> **Problem to work on**
For each line below, return an exact copy.

> **Dataset records**
******************************
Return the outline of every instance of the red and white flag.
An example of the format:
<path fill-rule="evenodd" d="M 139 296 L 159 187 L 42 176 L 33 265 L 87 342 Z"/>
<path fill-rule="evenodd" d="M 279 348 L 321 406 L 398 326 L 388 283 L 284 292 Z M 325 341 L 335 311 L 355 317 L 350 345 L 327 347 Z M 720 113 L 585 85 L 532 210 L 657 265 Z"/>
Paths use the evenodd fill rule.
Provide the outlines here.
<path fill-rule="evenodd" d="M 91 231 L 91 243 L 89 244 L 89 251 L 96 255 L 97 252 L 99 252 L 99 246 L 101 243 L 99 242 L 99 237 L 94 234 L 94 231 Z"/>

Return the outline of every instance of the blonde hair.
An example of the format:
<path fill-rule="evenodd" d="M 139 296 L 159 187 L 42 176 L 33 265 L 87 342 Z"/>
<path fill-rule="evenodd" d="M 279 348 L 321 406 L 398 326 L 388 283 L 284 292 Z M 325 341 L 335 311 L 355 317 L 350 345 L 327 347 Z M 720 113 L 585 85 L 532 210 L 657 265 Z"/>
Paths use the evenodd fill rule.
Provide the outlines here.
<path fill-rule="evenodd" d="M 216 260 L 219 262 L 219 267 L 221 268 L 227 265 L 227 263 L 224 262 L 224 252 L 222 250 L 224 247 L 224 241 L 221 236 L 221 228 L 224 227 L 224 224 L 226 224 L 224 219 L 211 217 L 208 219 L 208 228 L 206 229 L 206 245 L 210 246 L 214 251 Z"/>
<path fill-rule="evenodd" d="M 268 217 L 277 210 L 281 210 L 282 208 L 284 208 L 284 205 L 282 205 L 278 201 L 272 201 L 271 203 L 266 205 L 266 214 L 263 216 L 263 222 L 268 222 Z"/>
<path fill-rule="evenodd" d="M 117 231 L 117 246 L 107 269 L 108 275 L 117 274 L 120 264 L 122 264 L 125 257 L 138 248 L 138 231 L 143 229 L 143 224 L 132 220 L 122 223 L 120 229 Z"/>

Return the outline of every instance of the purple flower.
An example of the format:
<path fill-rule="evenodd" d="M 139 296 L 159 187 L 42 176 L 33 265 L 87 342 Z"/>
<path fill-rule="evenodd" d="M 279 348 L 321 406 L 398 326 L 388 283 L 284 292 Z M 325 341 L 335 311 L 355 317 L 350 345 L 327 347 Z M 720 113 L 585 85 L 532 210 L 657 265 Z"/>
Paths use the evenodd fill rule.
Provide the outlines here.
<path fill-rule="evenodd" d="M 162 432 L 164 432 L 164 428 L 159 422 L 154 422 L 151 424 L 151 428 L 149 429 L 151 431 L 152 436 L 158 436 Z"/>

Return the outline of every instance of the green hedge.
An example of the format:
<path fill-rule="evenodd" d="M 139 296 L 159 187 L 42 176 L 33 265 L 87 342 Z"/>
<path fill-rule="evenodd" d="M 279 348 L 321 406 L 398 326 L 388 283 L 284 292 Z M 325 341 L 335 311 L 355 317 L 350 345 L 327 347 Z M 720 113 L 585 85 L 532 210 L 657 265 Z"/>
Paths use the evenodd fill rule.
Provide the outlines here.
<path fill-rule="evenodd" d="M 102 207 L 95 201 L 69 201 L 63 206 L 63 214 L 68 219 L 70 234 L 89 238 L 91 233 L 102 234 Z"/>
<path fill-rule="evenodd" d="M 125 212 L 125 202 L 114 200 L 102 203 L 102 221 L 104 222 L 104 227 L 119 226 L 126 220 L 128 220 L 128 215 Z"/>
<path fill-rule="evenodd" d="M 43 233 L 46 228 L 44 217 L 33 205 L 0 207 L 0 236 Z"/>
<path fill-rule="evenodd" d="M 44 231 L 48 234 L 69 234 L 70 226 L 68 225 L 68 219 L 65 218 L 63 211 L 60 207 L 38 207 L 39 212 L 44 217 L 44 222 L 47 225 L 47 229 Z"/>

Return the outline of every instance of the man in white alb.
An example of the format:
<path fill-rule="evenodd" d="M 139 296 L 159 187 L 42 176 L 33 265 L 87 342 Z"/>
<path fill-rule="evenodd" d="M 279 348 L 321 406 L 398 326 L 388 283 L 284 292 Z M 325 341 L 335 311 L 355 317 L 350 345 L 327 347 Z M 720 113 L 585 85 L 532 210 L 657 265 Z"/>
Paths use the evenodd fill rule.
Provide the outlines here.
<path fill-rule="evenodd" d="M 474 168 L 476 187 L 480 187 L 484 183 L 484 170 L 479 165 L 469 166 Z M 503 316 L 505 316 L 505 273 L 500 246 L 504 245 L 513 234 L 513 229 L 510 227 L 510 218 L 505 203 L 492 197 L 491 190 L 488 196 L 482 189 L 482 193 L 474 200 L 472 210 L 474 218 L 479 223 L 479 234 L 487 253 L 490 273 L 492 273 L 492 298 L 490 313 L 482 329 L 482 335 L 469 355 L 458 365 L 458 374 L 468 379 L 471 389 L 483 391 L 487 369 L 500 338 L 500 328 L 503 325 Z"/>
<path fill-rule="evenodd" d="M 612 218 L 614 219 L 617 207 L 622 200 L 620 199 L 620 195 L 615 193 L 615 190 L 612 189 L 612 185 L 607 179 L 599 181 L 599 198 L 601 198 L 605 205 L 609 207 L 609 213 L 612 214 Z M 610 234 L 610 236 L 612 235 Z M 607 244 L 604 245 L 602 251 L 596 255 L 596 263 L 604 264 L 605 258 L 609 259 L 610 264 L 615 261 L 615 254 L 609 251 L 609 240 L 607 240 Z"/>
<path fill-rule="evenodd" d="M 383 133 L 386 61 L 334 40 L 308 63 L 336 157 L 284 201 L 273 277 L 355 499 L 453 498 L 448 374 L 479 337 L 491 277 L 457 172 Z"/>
******************************
> **Written response**
Return the outline of every instance of the red and white flag.
An example of the format:
<path fill-rule="evenodd" d="M 139 296 L 159 187 L 42 176 L 33 265 L 87 342 Z"/>
<path fill-rule="evenodd" d="M 279 348 L 321 406 L 398 326 L 388 283 L 284 292 Z M 325 341 L 335 311 L 355 317 L 350 345 L 327 347 Z M 720 113 L 585 85 L 532 210 L 657 265 Z"/>
Paths use the evenodd fill rule.
Provide the outlines here.
<path fill-rule="evenodd" d="M 91 231 L 91 243 L 89 244 L 89 251 L 96 255 L 97 252 L 99 252 L 99 246 L 101 243 L 99 242 L 99 237 L 94 234 L 94 231 Z"/>

Return the outline of every instance of the blonde hair.
An example of the format:
<path fill-rule="evenodd" d="M 139 296 L 159 187 L 42 176 L 33 265 L 87 342 Z"/>
<path fill-rule="evenodd" d="M 279 348 L 321 406 L 398 326 L 388 283 L 284 292 Z M 325 341 L 335 311 L 355 317 L 350 345 L 327 347 Z M 720 113 L 585 85 L 532 210 L 657 265 Z"/>
Paths use the evenodd fill rule.
Provide the outlines here.
<path fill-rule="evenodd" d="M 216 260 L 219 262 L 219 267 L 221 268 L 227 265 L 227 263 L 224 262 L 224 252 L 222 250 L 224 247 L 224 241 L 221 236 L 221 228 L 224 227 L 224 224 L 226 224 L 224 219 L 211 217 L 208 219 L 208 228 L 206 229 L 206 245 L 210 246 L 214 251 Z"/>
<path fill-rule="evenodd" d="M 268 217 L 277 210 L 281 210 L 282 208 L 284 208 L 284 205 L 282 205 L 278 201 L 272 201 L 271 203 L 266 205 L 266 214 L 263 216 L 263 222 L 268 222 Z"/>
<path fill-rule="evenodd" d="M 117 231 L 117 246 L 107 269 L 108 275 L 117 274 L 120 264 L 122 264 L 125 257 L 138 248 L 138 231 L 143 229 L 143 224 L 132 220 L 122 223 L 120 229 Z"/>

Return the outline of every instance of the purple flower.
An example of the format:
<path fill-rule="evenodd" d="M 139 296 L 159 187 L 42 176 L 33 265 L 87 342 Z"/>
<path fill-rule="evenodd" d="M 279 348 L 321 406 L 398 326 L 388 283 L 284 292 Z M 325 341 L 335 311 L 355 317 L 350 345 L 327 347 Z M 720 113 L 585 85 L 532 210 L 657 265 Z"/>
Paths use the evenodd fill rule.
Provide the outlines here.
<path fill-rule="evenodd" d="M 162 432 L 164 432 L 164 428 L 159 422 L 154 422 L 151 424 L 151 428 L 149 429 L 151 431 L 152 436 L 158 436 Z"/>

Return the outline of every instance of the green hedge.
An example of the format:
<path fill-rule="evenodd" d="M 139 296 L 159 187 L 42 176 L 33 265 L 87 342 Z"/>
<path fill-rule="evenodd" d="M 279 348 L 321 406 L 398 326 L 388 283 L 284 292 Z M 325 341 L 335 311 L 355 317 L 350 345 L 327 347 Z M 720 113 L 585 85 L 532 210 L 657 265 Z"/>
Paths use the evenodd fill rule.
Provide the outlines here.
<path fill-rule="evenodd" d="M 102 207 L 95 201 L 69 201 L 63 206 L 63 214 L 68 219 L 70 234 L 89 238 L 91 233 L 102 234 Z"/>
<path fill-rule="evenodd" d="M 125 212 L 125 202 L 114 200 L 102 203 L 102 221 L 104 222 L 104 227 L 119 226 L 126 220 L 128 220 L 128 215 Z"/>
<path fill-rule="evenodd" d="M 43 233 L 46 228 L 44 217 L 33 205 L 0 207 L 0 236 Z"/>
<path fill-rule="evenodd" d="M 44 231 L 48 234 L 69 234 L 70 226 L 68 225 L 68 219 L 65 218 L 63 211 L 60 207 L 38 207 L 39 212 L 44 217 L 44 222 L 47 225 L 47 229 Z"/>

Return the outline of every instance of the man in white alb.
An example of the format:
<path fill-rule="evenodd" d="M 139 296 L 159 187 L 42 176 L 33 265 L 87 342 Z"/>
<path fill-rule="evenodd" d="M 279 348 L 321 406 L 398 326 L 388 283 L 284 292 Z M 325 341 L 335 311 L 355 317 L 350 345 L 327 347 Z M 720 113 L 585 85 L 532 210 L 657 265 Z"/>
Paths use the evenodd fill rule.
Provide the outlines here.
<path fill-rule="evenodd" d="M 474 168 L 476 187 L 480 187 L 484 183 L 484 170 L 479 165 L 469 166 Z M 503 316 L 505 316 L 505 273 L 500 246 L 504 245 L 513 234 L 513 229 L 510 227 L 510 218 L 505 203 L 492 197 L 491 190 L 488 196 L 482 189 L 482 193 L 474 200 L 472 210 L 474 218 L 479 223 L 479 234 L 487 253 L 490 273 L 492 273 L 492 298 L 490 313 L 482 329 L 482 335 L 469 355 L 458 365 L 458 374 L 468 379 L 471 389 L 483 391 L 487 369 L 500 338 L 500 328 L 503 325 Z"/>
<path fill-rule="evenodd" d="M 612 218 L 614 219 L 617 207 L 622 200 L 620 199 L 620 195 L 615 193 L 615 190 L 612 189 L 612 185 L 607 179 L 599 181 L 599 198 L 601 198 L 605 205 L 609 207 L 609 213 L 612 214 Z M 610 234 L 610 236 L 612 235 Z M 607 244 L 604 245 L 602 251 L 596 255 L 596 263 L 604 264 L 605 258 L 609 259 L 610 264 L 615 261 L 615 254 L 609 251 L 609 240 L 607 240 Z"/>
<path fill-rule="evenodd" d="M 383 133 L 386 61 L 334 40 L 308 63 L 336 157 L 284 201 L 273 277 L 355 499 L 453 498 L 448 374 L 479 337 L 491 277 L 457 172 Z"/>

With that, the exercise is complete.